===== Given information =====

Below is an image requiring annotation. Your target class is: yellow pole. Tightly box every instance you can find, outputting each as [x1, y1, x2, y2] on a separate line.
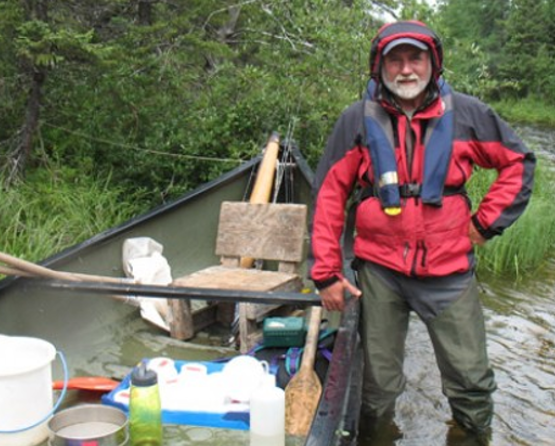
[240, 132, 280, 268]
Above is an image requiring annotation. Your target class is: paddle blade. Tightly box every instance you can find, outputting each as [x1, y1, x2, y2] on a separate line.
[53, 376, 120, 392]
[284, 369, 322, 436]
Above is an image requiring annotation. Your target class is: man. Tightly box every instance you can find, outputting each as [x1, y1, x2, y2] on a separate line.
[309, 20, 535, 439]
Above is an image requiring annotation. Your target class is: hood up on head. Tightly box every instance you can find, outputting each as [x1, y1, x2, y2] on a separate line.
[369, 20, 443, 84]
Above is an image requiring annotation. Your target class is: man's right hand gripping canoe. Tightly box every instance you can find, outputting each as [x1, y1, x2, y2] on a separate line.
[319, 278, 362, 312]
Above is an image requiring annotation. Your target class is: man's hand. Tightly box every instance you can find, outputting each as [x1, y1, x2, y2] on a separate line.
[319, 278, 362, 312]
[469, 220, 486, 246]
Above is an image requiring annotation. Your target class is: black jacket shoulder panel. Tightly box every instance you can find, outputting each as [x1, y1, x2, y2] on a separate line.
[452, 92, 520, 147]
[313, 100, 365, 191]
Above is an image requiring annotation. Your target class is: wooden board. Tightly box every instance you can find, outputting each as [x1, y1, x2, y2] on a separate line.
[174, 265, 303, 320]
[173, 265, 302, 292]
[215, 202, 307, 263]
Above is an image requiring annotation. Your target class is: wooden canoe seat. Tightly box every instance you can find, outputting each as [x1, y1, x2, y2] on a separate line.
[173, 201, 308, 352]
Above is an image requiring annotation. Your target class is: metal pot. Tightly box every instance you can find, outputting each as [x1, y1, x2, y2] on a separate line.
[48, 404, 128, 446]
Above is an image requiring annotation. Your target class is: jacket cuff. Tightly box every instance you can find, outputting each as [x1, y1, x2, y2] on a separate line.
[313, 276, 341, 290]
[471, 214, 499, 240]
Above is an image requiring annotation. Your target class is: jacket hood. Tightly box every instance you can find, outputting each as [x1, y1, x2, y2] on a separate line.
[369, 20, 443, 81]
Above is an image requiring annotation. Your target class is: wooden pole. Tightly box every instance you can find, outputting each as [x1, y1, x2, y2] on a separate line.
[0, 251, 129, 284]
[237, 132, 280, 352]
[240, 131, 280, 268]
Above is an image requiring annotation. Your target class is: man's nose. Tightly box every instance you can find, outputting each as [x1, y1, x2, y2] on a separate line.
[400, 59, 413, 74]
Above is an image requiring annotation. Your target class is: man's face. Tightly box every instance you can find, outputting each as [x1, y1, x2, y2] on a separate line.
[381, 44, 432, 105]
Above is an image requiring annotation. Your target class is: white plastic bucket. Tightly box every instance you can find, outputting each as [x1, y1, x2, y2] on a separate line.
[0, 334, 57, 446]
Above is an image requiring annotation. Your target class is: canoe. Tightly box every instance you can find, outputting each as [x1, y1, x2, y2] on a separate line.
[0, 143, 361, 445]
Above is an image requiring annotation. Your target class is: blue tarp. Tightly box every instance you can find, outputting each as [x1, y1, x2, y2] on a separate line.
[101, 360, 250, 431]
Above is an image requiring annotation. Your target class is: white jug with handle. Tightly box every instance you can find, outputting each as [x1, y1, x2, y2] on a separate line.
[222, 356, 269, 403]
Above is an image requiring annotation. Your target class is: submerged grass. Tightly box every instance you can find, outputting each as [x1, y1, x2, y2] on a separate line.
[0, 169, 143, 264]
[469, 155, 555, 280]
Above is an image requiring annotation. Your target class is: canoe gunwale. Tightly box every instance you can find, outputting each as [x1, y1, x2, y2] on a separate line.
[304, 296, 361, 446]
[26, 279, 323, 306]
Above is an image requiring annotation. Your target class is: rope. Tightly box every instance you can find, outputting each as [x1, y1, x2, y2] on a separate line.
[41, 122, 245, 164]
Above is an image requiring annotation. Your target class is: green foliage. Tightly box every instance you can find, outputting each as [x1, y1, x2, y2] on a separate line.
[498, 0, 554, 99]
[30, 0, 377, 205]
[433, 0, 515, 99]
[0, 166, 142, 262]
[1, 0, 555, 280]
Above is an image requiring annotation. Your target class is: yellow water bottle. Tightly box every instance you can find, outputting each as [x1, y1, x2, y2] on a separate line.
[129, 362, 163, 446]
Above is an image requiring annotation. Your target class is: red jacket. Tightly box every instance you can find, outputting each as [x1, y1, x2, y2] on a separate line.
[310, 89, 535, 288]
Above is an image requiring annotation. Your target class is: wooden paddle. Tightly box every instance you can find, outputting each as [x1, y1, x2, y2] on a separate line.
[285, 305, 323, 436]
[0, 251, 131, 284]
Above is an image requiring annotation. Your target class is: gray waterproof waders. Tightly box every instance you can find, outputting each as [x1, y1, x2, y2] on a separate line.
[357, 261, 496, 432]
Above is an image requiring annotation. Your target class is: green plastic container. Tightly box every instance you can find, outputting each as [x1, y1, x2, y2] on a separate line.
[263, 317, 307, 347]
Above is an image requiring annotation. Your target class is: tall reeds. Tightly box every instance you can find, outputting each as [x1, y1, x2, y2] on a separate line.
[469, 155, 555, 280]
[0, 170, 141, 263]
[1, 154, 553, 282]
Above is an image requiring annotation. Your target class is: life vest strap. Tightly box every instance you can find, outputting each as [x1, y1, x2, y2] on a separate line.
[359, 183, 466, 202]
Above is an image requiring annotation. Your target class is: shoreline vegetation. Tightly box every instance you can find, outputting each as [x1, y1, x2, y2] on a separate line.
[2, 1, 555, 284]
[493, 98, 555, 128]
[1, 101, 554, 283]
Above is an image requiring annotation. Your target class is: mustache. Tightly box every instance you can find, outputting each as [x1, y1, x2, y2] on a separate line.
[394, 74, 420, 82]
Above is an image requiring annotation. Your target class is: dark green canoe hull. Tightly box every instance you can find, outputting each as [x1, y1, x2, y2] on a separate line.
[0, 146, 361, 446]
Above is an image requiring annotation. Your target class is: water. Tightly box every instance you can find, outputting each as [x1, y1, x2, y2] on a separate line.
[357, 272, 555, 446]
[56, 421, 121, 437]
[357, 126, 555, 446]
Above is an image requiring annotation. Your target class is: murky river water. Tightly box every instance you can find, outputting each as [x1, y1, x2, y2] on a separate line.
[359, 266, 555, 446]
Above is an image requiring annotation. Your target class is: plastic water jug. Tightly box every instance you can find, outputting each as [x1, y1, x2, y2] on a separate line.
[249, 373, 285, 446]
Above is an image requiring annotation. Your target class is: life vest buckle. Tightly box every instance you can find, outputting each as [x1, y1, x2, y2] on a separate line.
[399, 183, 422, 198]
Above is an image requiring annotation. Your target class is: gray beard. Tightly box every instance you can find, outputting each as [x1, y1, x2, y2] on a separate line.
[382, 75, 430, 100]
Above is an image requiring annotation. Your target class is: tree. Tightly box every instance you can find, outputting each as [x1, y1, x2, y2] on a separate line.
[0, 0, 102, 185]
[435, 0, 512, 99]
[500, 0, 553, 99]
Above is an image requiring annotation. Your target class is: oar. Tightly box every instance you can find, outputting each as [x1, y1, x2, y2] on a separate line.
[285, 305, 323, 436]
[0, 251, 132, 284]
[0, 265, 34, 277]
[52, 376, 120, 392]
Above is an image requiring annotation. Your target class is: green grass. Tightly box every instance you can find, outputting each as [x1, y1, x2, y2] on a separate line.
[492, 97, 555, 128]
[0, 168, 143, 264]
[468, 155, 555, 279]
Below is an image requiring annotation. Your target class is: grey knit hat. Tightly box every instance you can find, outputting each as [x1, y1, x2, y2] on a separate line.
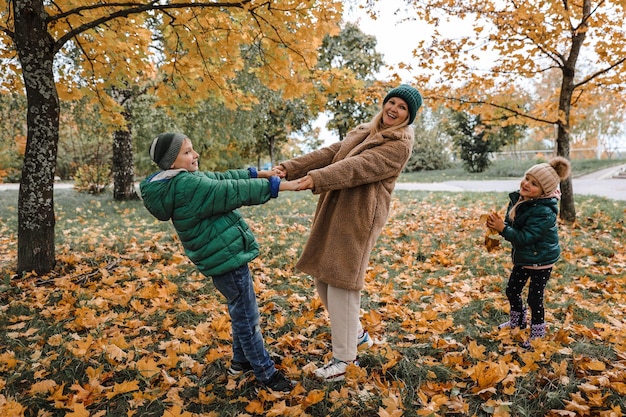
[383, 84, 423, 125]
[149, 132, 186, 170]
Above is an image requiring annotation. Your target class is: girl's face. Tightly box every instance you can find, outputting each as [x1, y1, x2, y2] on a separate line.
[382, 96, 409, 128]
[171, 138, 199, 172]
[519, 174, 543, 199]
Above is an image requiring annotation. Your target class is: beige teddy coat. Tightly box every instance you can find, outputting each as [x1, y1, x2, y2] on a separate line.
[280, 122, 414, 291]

=====

Output only the lines from the one containing "class is: girl's" through the end of the material, please, exactly as they appear.

» **Your response**:
Above is an image requiring annotation. Your target class is: girl's face. Tightly box every instance you can find, outputting each as [x1, y1, x2, y2] on a separate line.
[382, 96, 409, 128]
[171, 138, 199, 172]
[519, 174, 543, 199]
Above is an image requiring annotation. Your target class is: beige teddy coat. Tightly box every instance you can find, outputting each as [x1, y1, x2, y2] on a separate line.
[280, 122, 414, 291]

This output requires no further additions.